### EXCERPTED RECORDS

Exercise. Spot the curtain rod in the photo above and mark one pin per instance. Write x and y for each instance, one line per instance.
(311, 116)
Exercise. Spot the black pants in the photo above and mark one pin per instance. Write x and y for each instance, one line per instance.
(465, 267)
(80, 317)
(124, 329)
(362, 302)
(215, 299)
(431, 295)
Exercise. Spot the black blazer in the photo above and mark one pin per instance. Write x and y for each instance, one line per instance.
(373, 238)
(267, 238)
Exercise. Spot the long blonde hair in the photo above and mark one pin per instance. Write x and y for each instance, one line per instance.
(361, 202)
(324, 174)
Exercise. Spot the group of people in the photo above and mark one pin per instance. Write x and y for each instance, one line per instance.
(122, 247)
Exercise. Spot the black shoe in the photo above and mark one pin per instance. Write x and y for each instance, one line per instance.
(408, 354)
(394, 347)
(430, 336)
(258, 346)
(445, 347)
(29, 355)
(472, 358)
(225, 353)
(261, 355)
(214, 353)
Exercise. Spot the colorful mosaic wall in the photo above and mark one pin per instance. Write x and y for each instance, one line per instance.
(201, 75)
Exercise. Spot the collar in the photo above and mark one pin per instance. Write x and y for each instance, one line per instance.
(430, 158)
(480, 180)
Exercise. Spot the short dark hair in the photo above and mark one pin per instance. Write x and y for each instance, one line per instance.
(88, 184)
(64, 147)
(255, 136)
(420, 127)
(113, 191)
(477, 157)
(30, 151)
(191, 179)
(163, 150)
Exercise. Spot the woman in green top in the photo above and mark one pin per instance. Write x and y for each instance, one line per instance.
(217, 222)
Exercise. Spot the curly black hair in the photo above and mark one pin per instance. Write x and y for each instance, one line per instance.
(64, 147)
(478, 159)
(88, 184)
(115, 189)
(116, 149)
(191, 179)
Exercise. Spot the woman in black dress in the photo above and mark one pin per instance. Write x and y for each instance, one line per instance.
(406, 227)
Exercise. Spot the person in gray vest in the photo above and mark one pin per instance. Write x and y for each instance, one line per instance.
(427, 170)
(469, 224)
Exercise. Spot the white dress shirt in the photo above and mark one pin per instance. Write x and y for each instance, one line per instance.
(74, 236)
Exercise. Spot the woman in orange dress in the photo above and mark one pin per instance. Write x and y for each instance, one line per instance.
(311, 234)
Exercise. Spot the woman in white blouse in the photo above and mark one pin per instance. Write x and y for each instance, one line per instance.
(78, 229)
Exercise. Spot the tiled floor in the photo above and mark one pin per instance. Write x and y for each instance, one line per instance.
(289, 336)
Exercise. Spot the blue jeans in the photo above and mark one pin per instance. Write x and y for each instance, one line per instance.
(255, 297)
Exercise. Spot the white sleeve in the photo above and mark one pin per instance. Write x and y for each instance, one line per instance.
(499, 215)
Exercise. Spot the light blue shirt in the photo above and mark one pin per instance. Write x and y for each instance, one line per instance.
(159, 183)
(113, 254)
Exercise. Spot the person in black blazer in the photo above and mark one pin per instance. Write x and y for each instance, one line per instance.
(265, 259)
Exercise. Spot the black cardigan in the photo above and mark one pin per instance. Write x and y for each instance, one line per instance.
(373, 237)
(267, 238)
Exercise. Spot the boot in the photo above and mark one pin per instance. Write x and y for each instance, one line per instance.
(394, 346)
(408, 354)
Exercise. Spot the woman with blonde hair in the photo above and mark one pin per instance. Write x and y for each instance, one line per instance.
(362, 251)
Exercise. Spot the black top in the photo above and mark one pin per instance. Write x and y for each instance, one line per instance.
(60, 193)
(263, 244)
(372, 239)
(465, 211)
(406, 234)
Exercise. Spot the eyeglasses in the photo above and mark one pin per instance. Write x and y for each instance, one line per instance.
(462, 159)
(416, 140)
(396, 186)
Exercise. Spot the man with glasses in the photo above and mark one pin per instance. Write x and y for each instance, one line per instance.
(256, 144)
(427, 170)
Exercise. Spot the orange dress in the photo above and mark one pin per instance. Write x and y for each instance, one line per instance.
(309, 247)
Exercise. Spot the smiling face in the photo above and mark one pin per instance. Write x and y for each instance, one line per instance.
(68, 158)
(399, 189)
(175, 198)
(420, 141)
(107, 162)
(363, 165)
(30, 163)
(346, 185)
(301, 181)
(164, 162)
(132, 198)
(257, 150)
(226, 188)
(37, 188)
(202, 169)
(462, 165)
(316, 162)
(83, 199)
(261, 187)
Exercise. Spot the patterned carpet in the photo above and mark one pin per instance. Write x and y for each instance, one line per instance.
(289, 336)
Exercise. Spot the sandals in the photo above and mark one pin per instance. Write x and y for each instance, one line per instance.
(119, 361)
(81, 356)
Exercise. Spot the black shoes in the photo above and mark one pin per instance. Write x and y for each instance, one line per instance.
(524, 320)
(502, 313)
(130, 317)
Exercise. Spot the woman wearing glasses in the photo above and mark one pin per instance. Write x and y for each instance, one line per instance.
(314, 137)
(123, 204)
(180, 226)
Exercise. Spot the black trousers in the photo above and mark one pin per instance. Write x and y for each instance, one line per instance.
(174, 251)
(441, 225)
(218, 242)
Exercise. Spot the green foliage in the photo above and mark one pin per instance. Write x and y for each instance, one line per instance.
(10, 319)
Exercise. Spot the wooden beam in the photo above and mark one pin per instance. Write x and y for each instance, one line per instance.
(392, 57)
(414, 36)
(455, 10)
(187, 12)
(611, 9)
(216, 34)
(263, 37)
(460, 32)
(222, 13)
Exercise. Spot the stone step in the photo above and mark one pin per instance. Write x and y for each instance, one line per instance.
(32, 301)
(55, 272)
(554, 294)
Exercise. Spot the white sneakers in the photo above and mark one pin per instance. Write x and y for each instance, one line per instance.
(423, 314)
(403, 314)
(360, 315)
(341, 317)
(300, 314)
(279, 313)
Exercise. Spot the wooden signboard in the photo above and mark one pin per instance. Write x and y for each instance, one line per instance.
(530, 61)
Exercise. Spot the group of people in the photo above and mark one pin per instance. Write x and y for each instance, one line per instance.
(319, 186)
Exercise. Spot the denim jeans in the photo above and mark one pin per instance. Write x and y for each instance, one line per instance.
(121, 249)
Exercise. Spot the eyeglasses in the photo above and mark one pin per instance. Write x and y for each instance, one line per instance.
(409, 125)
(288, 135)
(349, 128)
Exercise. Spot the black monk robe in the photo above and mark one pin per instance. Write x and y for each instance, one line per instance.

######

INSTRUCTIONS TO FOLLOW: Render the rows above as a Markdown table, one line per table entry, with the columns No. and Line; number the lines in order and leave out any blank lines.

RESULT:
| No. | Line |
|---|---|
| 1 | Exercise. Spot the curtain rod in the photo above and mark one pin per instance. Write x and y for each instance, one line per instance. |
| 2 | (311, 116) |
| 3 | Exercise. Spot the black pants in the photo above and mark one pin per instance. Write x and y for each instance, one line per instance. |
| 4 | (465, 267) |
| 5 | (80, 317) |
| 6 | (124, 329) |
| 7 | (362, 302) |
| 8 | (215, 299) |
| 9 | (431, 295) |
| 10 | Exercise. Spot the black blazer in the photo above and mark one pin per instance. Write x and y for each instance, one line per instance. |
| 11 | (373, 238) |
| 12 | (267, 238) |
| 13 | Exercise. Spot the long blonde hair in the photo above and mark one pin per instance. Write x and y for each instance, one line per instance. |
| 14 | (361, 202) |
| 15 | (324, 174) |
| 16 | Exercise. Spot the group of people in the photo above and mark one pin per instance. Write x and y for each instance, one line per instance. |
| 17 | (122, 247) |
| 18 | Exercise. Spot the black shoe in the photo above and mark one pin per instance. Write x and y for each instance, one line per instance. |
| 19 | (408, 354) |
| 20 | (394, 347) |
| 21 | (430, 336) |
| 22 | (258, 346) |
| 23 | (445, 347) |
| 24 | (29, 355) |
| 25 | (472, 358) |
| 26 | (225, 353) |
| 27 | (261, 355) |
| 28 | (214, 353) |
| 29 | Exercise. Spot the colorful mosaic wall in the photo above and mark one pin per instance. Write x and y for each instance, one line per instance. |
| 30 | (201, 75) |
| 31 | Exercise. Spot the collar in the photo above and mark one pin per instance. Write x and y for each instance, one line per instance. |
| 32 | (430, 158) |
| 33 | (480, 180) |
| 34 | Exercise. Spot the short dark hair in the photo above and mark one pin per instance. Write x and y for each instance, one line per instance. |
| 35 | (88, 184) |
| 36 | (64, 147) |
| 37 | (255, 136) |
| 38 | (420, 127) |
| 39 | (113, 191) |
| 40 | (477, 157) |
| 41 | (30, 151) |
| 42 | (191, 179) |
| 43 | (163, 150) |
| 44 | Exercise. Spot the woman in green top in the photo above and mark one pin per instance. Write x and y for each instance, one line per instance. |
| 45 | (217, 222) |
| 46 | Exercise. Spot the curly black hair in the photo above and mark one pin per instance. Write x and y for each instance, one line per instance. |
| 47 | (64, 147) |
| 48 | (478, 159) |
| 49 | (88, 184) |
| 50 | (115, 189) |
| 51 | (116, 149) |
| 52 | (191, 179) |
| 53 | Exercise. Spot the woman in black dress in the photo above and mark one pin per instance. Write x and y for each instance, one line per instance. |
| 54 | (406, 227) |
| 55 | Exercise. Spot the person in gray vest in the photo above and mark one pin per instance. Write x and y for each instance, one line per instance. |
| 56 | (427, 170) |
| 57 | (469, 224) |
| 58 | Exercise. Spot the white dress shirt in the photo above and mark one pin per instance. Write x and y for each instance, one line per instance. |
| 59 | (74, 236) |
| 60 | Exercise. Spot the woman in orange dress in the photo above and mark one pin per instance. Write x and y for each instance, one line per instance. |
| 61 | (311, 234) |
| 62 | Exercise. Spot the woman in white blouse in the photo above and mark one pin per instance. Write x and y for each instance, one line per instance. |
| 63 | (78, 229) |
| 64 | Exercise. Spot the tiled floor in the photo above and mark one pin per instance. Write x and y for each instance, one line per instance. |
| 65 | (289, 336) |
| 66 | Exercise. Spot the blue jeans in the photo above and mark one pin per instance. Write x and y for each instance, one line per instance. |
| 67 | (255, 297) |
| 68 | Exercise. Spot the white sleeve in the photo above and mark one pin per instance. Write x and y for each instance, one line per instance. |
| 69 | (499, 215) |
| 70 | Exercise. Spot the light blue shirt in the photo above and mark one pin per instance. Write x and y for each instance, one line per instance. |
| 71 | (159, 183) |
| 72 | (113, 254) |
| 73 | Exercise. Spot the person in black blazer in the photo above and mark one pin per instance. Write x and y for each instance, one line per instance. |
| 74 | (265, 259) |
| 75 | Exercise. Spot the black cardigan in the photo above and mark one pin per instance. Write x and y for each instance, one line per instance. |
| 76 | (373, 237) |
| 77 | (267, 238) |
| 78 | Exercise. Spot the boot in the photo above and mark one pin per instance. Write x and y for each instance, one line per instance. |
| 79 | (394, 346) |
| 80 | (408, 354) |
| 81 | Exercise. Spot the woman with blonde hair in the photo above and mark one pin per instance. Write x and y for each instance, one line per instance. |
| 82 | (362, 251) |
| 83 | Exercise. Spot the black top in the photo above and mark one pin per instance. Write x and y for each instance, one line per instance. |
| 84 | (60, 193) |
| 85 | (263, 244) |
| 86 | (372, 239) |
| 87 | (465, 211) |
| 88 | (406, 234) |
| 89 | Exercise. Spot the eyeglasses in the photo above and mark one pin per instance. Write x and y for each instance, one line per instance. |
| 90 | (462, 159) |
| 91 | (416, 140) |
| 92 | (396, 186) |
| 93 | Exercise. Spot the man with glasses in the photo above and mark one pin per instance. Write x and y for each instance, one line per instance. |
| 94 | (256, 144) |
| 95 | (427, 170) |
| 96 | Exercise. Spot the orange dress in the photo above and mark one pin per instance. Write x and y for each instance, one line per instance. |
| 97 | (309, 247) |
| 98 | Exercise. Spot the smiling face in the photo above and mark one pin per instance. Write x and y for each instance, one line per instance. |
| 99 | (68, 158) |
| 100 | (399, 189) |
| 101 | (175, 198) |
| 102 | (420, 141) |
| 103 | (107, 162) |
| 104 | (363, 165) |
| 105 | (30, 163) |
| 106 | (346, 185) |
| 107 | (301, 181) |
| 108 | (164, 162) |
| 109 | (132, 198) |
| 110 | (257, 150) |
| 111 | (226, 188) |
| 112 | (37, 188) |
| 113 | (202, 169) |
| 114 | (462, 165) |
| 115 | (316, 162) |
| 116 | (83, 199) |
| 117 | (261, 187) |
| 118 | Exercise. Spot the patterned carpet in the photo above and mark one pin per instance. Write x and y for each instance, one line per instance. |
| 119 | (289, 336) |
| 120 | Exercise. Spot the sandals in the photo above and mark one pin per instance. Write x and y for each instance, one line per instance. |
| 121 | (119, 361) |
| 122 | (81, 356) |
| 123 | Exercise. Spot the black shoes in the photo above and mark one pin per instance. Write x and y for each instance, one line per instance. |
| 124 | (524, 320) |
| 125 | (502, 313) |
| 126 | (130, 317) |
| 127 | Exercise. Spot the woman wearing glasses in the photo above and mark one pin per instance. Write x and y for each instance, one line per instance. |
| 128 | (314, 137) |
| 129 | (123, 204) |
| 130 | (180, 226) |
| 131 | Exercise. Spot the black trousers in the photo above and mark one pin per instance. Write x and y for each instance, one line per instance. |
| 132 | (174, 251) |
| 133 | (441, 225) |
| 134 | (218, 242) |
| 135 | Exercise. Spot the green foliage in the photo above and mark one pin per instance. Write x and y for each instance, one line per instance. |
| 136 | (10, 319) |
| 137 | Exercise. Spot the wooden beam in the photo above and mark one pin per instance. Write x and y for each instance, one line per instance. |
| 138 | (392, 57) |
| 139 | (414, 36) |
| 140 | (455, 10) |
| 141 | (187, 12) |
| 142 | (611, 9) |
| 143 | (216, 34) |
| 144 | (263, 37) |
| 145 | (460, 32) |
| 146 | (222, 13) |
| 147 | Exercise. Spot the stone step in the photo above and mark one pin per instance. Write x and y for each instance, one line per instance. |
| 148 | (32, 301) |
| 149 | (55, 272) |
| 150 | (554, 294) |
| 151 | Exercise. Spot the white sneakers in the photo above and mark one pin per instance. Write x and y for each instance, one line per instance. |
| 152 | (423, 314) |
| 153 | (403, 314) |
| 154 | (360, 315) |
| 155 | (341, 317) |
| 156 | (300, 314) |
| 157 | (279, 313) |
| 158 | Exercise. Spot the wooden signboard in the photo above and mark one pin per instance. Write x and y for each instance, one line per instance. |
| 159 | (530, 61) |
| 160 | Exercise. Spot the group of people in the photo above and mark one pin per instance. Write x and y for each instance, one line per instance. |
| 161 | (319, 186) |
| 162 | Exercise. Spot the denim jeans in the photo above and mark one pin per instance. Write x and y for each instance, one line per instance. |
| 163 | (121, 249) |
| 164 | Exercise. Spot the eyeglasses in the photo above and mark one pin per instance. Write x and y for each instance, one line per instance. |
| 165 | (409, 125) |
| 166 | (288, 135) |
| 167 | (349, 128) |
| 168 | Exercise. Spot the black monk robe in the photo above and mark one pin per instance. Write x and y for each instance, one line per instance. |